▶ [Directions]
• 1. Could you write out the reflection on the man with leprosy word for word, in full?
• 2. Can you repeat part of the entries verbatim, beginning at the line that has "the dog's paw" and stopping after the last line of the entries, with both of those lines included?

#### Document

Desperation often gives way to anger and frustration leaving us bitter and not better. Here was a man who wanted to be not just better but healed completely. What is amazing is his approach to a matter laden with social stigma. His humility is what the Gospel calls us to imitate, “if you choose, you can make we clean,” he says to Our Lord.
Leaving healing to God, is what we ought to do. Why are some of us, devout as we may be, holy as we may be, never healed? Jesus in the Gospels tells us that our healing is not for ourselves but to bring glory to God. Look at this man with leprosy, there was no demand or any pressure from him. He had heard Jesus speak of love and now in love he asks for what could have been turned down by the Lord. Note also the single-mindedness of his request. As I said, when we are desperate, life in all its reality, becomes the focus of our asking and all this man wants right now is just to be clean.

########
#### Supplied records

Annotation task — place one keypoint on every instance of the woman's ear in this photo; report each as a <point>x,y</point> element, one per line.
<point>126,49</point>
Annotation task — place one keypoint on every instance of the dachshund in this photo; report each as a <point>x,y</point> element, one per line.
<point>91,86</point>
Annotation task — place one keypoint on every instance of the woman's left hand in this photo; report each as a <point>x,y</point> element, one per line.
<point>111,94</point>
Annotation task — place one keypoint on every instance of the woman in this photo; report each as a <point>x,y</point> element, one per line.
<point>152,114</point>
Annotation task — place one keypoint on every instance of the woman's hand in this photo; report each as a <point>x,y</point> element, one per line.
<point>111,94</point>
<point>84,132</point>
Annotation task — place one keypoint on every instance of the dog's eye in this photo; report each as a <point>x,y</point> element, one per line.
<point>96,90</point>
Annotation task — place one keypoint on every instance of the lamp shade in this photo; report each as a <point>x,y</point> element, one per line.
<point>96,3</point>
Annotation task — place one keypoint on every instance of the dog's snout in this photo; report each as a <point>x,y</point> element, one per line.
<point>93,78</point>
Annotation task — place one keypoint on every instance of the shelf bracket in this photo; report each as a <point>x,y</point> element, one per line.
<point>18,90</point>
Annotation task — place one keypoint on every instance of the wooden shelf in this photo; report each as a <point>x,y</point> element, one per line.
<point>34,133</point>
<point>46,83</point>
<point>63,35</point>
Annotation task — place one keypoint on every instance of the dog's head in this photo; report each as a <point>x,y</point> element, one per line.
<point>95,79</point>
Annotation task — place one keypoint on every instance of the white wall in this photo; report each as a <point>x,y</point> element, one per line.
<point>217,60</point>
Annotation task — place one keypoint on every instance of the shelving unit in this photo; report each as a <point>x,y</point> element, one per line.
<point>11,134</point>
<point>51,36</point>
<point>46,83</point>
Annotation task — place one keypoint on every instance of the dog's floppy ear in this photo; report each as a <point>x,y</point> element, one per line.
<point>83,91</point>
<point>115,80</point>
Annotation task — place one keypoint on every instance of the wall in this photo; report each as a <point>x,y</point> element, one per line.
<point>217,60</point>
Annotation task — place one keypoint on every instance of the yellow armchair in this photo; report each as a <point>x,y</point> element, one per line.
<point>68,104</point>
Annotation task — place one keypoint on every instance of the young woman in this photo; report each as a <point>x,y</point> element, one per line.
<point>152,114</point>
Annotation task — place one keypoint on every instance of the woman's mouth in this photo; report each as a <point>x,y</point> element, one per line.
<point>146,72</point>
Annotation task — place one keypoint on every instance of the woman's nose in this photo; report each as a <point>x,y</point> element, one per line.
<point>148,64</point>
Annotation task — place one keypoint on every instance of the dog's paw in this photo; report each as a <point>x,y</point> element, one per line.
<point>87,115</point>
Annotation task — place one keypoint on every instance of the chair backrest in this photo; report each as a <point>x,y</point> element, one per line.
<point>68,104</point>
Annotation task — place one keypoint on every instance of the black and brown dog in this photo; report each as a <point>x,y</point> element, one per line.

########

▶ [Answers per task]
• 1.
Desperation often gives way to anger and frustration leaving us bitter and not better. Here was a man who wanted to be not just better but healed completely. What is amazing is his approach to a matter laden with social stigma. His humility is what the Gospel calls us to imitate, “if you choose, you can make we clean,” he says to Our Lord.
Leaving healing to God, is what we ought to do. Why are some of us, devout as we may be, holy as we may be, never healed? Jesus in the Gospels tells us that our healing is not for ourselves but to bring glory to God. Look at this man with leprosy, there was no demand or any pressure from him. He had heard Jesus speak of love and now in love he asks for what could have been turned down by the Lord. Note also the single-mindedness of his request. As I said, when we are desperate, life in all its reality, becomes the focus of our asking and all this man wants right now is just to be clean.

• 2.
Annotation task — place one keypoint on every instance of the dog's paw in this photo; report each as a <point>x,y</point> element, one per line.
<point>87,115</point>
Annotation task — place one keypoint on every instance of the chair backrest in this photo; report each as a <point>x,y</point> element, one per line.
<point>68,104</point>
Annotation task — place one keypoint on every instance of the black and brown dog in this photo; report each as a <point>x,y</point> element, one per line.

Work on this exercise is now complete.